## Data excerpts:
= = =
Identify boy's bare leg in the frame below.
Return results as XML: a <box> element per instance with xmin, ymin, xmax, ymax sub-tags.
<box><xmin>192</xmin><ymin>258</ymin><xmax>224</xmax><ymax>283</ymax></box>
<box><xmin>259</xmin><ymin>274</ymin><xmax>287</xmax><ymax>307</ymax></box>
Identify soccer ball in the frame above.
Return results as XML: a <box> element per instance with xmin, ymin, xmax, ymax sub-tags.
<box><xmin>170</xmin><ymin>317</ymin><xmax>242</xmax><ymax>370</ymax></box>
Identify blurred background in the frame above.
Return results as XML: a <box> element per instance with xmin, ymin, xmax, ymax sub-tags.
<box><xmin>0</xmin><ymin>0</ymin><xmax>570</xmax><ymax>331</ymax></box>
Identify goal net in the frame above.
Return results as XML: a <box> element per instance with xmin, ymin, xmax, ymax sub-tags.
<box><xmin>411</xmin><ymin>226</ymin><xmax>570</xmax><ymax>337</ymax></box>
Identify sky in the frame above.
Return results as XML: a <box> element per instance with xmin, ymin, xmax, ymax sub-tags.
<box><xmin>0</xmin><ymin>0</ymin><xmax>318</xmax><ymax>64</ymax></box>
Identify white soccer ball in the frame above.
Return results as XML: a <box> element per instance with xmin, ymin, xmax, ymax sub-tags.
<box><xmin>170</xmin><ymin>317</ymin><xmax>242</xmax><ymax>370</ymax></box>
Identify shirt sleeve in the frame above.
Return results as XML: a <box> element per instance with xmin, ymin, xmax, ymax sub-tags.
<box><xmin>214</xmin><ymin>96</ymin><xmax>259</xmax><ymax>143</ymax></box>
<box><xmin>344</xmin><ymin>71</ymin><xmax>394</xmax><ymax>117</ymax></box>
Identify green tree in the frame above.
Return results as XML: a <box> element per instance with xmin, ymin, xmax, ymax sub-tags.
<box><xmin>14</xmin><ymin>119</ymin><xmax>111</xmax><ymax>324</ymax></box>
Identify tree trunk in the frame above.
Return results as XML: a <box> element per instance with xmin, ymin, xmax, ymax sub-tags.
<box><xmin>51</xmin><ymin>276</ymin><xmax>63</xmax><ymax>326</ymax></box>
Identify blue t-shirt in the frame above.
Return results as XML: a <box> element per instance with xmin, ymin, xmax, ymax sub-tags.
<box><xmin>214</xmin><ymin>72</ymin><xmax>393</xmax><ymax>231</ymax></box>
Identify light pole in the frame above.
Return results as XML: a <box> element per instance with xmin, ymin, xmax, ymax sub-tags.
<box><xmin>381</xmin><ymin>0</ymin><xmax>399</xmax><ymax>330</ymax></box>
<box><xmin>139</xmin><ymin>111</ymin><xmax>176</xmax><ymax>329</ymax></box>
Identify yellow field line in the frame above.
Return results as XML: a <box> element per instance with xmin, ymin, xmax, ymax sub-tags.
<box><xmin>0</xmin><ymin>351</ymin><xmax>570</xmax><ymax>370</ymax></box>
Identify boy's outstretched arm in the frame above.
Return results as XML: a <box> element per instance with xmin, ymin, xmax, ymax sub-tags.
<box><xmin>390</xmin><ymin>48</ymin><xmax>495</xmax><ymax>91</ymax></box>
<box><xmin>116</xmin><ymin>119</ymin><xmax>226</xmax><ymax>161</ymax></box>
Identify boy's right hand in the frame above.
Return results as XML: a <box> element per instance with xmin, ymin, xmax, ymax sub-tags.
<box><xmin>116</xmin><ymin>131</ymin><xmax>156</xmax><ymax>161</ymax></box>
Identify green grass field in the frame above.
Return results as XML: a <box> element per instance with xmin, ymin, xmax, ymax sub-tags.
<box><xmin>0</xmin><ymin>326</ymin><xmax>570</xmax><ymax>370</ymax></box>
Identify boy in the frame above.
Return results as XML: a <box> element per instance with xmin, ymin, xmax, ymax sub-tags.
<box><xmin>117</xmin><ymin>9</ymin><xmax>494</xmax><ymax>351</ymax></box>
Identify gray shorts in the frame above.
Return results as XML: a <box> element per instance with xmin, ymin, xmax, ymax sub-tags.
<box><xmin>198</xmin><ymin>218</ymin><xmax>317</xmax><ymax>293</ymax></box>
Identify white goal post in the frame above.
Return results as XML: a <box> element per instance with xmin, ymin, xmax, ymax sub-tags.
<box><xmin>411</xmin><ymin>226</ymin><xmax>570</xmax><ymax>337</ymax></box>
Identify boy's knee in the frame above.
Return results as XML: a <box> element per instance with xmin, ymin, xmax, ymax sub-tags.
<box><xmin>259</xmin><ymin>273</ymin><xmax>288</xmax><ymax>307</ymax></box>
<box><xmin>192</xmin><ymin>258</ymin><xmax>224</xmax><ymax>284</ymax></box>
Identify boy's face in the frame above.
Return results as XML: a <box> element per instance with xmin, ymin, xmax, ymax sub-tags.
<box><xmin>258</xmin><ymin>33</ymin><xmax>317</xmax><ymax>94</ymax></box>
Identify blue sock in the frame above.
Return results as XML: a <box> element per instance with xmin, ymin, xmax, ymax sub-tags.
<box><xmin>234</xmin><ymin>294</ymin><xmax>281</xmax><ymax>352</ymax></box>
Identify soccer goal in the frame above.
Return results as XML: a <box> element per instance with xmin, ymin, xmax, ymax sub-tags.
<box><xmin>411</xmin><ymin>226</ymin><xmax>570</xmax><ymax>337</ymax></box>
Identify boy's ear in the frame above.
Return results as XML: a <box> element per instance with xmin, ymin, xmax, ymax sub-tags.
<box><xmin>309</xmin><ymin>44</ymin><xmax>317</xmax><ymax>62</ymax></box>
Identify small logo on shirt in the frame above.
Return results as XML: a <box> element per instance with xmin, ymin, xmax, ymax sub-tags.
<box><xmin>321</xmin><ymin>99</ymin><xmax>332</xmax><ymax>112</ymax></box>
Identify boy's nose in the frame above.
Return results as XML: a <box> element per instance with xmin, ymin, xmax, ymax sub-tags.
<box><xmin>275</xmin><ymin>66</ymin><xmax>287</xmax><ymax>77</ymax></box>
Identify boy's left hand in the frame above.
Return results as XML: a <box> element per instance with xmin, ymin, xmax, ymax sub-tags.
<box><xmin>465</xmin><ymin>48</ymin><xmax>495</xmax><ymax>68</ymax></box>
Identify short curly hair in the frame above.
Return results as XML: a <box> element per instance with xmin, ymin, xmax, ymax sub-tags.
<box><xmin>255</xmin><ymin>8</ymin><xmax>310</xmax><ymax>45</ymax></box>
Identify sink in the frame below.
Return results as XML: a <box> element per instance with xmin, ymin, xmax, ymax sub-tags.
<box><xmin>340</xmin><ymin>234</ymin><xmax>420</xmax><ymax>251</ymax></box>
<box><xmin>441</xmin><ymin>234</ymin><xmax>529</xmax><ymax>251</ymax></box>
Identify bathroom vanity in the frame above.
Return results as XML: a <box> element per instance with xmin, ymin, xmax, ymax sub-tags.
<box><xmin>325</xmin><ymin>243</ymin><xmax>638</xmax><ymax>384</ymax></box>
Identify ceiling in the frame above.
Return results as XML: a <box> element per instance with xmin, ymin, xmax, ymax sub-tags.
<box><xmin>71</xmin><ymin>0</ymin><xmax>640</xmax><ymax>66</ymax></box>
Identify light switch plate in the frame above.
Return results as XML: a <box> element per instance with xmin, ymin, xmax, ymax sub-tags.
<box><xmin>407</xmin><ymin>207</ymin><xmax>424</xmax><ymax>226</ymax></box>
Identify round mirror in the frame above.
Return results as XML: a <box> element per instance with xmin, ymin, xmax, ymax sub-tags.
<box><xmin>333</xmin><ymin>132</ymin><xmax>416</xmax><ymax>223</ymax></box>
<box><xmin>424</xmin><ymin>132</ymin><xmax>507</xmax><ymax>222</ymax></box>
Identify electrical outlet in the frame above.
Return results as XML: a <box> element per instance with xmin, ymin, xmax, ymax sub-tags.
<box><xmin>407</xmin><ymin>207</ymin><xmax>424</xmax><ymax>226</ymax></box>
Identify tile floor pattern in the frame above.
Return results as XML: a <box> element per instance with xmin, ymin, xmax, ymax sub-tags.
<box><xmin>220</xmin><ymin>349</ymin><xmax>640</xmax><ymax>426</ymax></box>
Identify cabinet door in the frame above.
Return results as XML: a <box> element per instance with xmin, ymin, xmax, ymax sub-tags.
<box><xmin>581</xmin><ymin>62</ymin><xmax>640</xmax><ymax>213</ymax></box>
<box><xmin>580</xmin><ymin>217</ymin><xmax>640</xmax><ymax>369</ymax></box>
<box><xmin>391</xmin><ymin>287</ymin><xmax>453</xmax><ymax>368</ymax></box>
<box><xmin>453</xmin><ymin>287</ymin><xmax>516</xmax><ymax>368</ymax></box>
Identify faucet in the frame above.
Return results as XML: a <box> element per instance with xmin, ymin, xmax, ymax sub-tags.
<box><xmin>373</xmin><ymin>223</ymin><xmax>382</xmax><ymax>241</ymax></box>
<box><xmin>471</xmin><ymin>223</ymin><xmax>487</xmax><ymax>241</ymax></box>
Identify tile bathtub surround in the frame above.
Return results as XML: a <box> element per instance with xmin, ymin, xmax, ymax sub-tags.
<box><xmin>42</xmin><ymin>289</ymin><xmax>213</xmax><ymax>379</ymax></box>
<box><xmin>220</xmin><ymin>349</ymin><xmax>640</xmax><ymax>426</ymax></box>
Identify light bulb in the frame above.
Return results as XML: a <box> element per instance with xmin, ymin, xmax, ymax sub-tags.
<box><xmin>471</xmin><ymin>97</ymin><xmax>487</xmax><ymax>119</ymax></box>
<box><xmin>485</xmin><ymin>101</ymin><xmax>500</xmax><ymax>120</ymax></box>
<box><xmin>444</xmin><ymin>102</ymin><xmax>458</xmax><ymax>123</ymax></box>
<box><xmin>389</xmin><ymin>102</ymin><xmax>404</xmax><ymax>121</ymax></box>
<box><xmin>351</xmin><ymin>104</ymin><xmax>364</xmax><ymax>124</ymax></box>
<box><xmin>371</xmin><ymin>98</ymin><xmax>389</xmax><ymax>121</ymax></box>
= = =
## To do:
Everything from the line containing "Identify faucet in the frame above." to the last line of the entries above should be quoted exactly, and only that.

## Output:
Identify faucet in the frame above.
Return results as XML: a <box> element per instance with xmin, ymin, xmax, ymax sub-tags.
<box><xmin>373</xmin><ymin>223</ymin><xmax>382</xmax><ymax>241</ymax></box>
<box><xmin>471</xmin><ymin>223</ymin><xmax>487</xmax><ymax>241</ymax></box>
Identify tile bathtub surround in the frame above.
Return results as XML: a <box> element per instance with xmin, ymin, xmax, ymax sub-tags.
<box><xmin>42</xmin><ymin>289</ymin><xmax>213</xmax><ymax>379</ymax></box>
<box><xmin>220</xmin><ymin>349</ymin><xmax>640</xmax><ymax>426</ymax></box>
Identify light bulb in the frame above.
Return results as XML: a <box> element per instance with xmin, ymin, xmax, ymax sub-tags.
<box><xmin>471</xmin><ymin>97</ymin><xmax>487</xmax><ymax>119</ymax></box>
<box><xmin>485</xmin><ymin>101</ymin><xmax>500</xmax><ymax>120</ymax></box>
<box><xmin>444</xmin><ymin>102</ymin><xmax>458</xmax><ymax>123</ymax></box>
<box><xmin>389</xmin><ymin>102</ymin><xmax>404</xmax><ymax>121</ymax></box>
<box><xmin>351</xmin><ymin>104</ymin><xmax>364</xmax><ymax>124</ymax></box>
<box><xmin>371</xmin><ymin>98</ymin><xmax>389</xmax><ymax>121</ymax></box>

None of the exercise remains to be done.